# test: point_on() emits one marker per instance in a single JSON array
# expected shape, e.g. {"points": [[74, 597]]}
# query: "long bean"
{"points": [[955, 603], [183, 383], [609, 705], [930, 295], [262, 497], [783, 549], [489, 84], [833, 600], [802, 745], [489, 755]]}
* * *
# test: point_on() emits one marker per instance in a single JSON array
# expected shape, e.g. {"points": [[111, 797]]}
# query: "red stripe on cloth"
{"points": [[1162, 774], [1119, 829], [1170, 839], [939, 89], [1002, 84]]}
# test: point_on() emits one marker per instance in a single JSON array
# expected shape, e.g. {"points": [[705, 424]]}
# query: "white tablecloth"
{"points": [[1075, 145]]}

> _WHAT YOU WILL DO_: For this listing, copy out every line that includes the word "expected".

> _ANSWER_:
# expected shape, e.g. {"points": [[74, 597]]}
# expected shape, e.g. {"points": [[111, 797]]}
# expected shape, e.g. {"points": [[705, 424]]}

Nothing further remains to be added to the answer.